:: EXERCISE TASK ::
Can you rewrite the rows between the lines holding "On this screenshot, the blue painted" and "[555,0,600,217]", inclusive, with "corrugated metal roof" changed to "corrugated iron roof" and everything else left as it is?

:: INFORMATION SUPPLIED ::
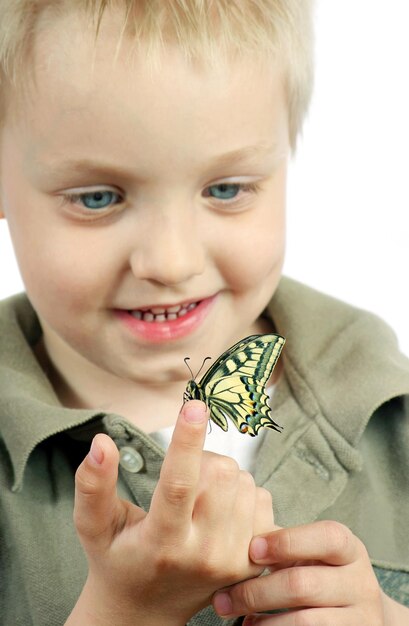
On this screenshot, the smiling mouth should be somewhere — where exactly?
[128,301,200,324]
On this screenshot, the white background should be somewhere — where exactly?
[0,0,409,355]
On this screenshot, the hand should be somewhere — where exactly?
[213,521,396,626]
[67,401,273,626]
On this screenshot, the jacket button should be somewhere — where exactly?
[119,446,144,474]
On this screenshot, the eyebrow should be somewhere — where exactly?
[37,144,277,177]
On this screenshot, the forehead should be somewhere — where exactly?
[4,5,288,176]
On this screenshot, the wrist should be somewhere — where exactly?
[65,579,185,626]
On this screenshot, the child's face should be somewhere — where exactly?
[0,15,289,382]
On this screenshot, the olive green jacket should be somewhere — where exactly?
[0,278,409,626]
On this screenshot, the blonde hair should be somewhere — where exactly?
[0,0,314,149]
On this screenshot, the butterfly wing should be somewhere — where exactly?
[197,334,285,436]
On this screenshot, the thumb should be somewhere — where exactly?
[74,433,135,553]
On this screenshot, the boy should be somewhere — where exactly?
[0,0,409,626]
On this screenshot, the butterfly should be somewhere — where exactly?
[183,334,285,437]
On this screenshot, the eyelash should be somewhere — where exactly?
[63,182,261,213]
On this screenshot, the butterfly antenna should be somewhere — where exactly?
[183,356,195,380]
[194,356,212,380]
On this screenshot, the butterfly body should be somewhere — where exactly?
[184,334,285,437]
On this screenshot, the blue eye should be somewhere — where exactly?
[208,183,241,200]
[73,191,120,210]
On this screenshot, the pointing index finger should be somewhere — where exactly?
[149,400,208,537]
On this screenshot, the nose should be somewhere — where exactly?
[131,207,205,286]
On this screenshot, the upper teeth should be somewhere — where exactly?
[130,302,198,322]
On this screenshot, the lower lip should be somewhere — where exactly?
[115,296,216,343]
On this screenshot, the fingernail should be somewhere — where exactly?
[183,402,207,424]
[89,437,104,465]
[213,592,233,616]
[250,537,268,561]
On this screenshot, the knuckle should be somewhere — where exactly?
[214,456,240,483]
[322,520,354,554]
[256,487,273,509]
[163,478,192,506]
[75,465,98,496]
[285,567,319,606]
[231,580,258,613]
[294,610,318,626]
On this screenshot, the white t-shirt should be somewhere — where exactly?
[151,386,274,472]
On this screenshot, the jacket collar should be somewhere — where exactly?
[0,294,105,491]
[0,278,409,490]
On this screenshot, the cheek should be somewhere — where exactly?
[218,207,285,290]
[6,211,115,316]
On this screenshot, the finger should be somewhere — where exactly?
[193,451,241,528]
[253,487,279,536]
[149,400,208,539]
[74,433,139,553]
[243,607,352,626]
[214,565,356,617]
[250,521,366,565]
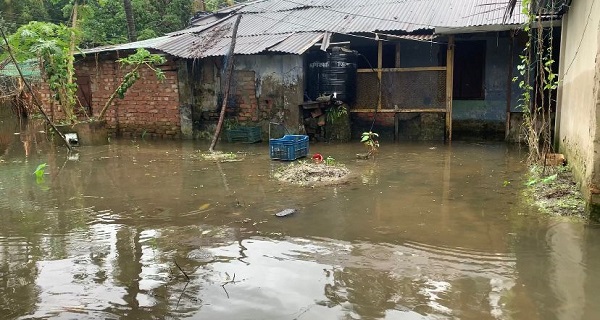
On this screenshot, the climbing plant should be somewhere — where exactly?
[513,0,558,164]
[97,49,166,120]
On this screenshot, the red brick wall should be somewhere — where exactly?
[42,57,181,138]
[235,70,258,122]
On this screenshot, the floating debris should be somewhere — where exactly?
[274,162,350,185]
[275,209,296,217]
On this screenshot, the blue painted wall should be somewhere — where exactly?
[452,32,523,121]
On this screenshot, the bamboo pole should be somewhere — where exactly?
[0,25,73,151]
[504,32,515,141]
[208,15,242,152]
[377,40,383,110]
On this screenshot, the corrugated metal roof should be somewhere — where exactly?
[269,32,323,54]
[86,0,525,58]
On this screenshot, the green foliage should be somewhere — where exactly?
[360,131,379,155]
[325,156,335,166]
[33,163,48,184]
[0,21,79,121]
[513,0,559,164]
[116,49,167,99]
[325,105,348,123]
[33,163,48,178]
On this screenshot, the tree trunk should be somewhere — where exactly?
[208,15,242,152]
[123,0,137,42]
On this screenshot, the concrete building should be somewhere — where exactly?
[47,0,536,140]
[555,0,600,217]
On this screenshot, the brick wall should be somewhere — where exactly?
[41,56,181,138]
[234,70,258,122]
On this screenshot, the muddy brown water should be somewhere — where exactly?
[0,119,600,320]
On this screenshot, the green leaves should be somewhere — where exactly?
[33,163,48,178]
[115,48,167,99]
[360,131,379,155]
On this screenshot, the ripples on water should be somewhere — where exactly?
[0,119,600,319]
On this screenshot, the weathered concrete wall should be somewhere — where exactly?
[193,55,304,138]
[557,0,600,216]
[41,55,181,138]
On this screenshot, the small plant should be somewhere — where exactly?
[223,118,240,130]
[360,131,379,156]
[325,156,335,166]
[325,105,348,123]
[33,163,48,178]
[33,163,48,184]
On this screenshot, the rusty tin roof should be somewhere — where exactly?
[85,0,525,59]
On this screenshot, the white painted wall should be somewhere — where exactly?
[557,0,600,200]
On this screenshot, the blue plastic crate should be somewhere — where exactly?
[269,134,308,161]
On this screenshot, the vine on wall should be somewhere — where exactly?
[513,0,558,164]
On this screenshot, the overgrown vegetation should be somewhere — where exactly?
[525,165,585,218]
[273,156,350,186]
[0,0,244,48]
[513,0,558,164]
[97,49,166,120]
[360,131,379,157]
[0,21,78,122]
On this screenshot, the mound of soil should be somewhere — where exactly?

:: EXERCISE OUTPUT ::
On this screenshot, the blue painted wall should be somewhere — where exactly?
[452,32,523,121]
On this screenshot, the bamboo pole should be somewhere — where exactly?
[0,25,73,151]
[504,32,515,141]
[208,15,242,152]
[377,40,383,110]
On this screenshot, the corrugated iron roof should be somewhere — where exactly?
[269,32,323,54]
[86,0,525,58]
On this screenshot, the green foliage should be somewhere — where exactly?
[360,131,379,155]
[325,156,335,166]
[33,163,48,184]
[0,21,79,121]
[513,0,559,164]
[116,49,167,99]
[325,105,348,123]
[33,163,48,178]
On this screenshot, the tree trunk should be somewhere — where exactly?
[208,15,242,152]
[123,0,137,42]
On this screenshot, the concrete building should be somewhere — where exactly?
[47,0,536,140]
[555,0,600,217]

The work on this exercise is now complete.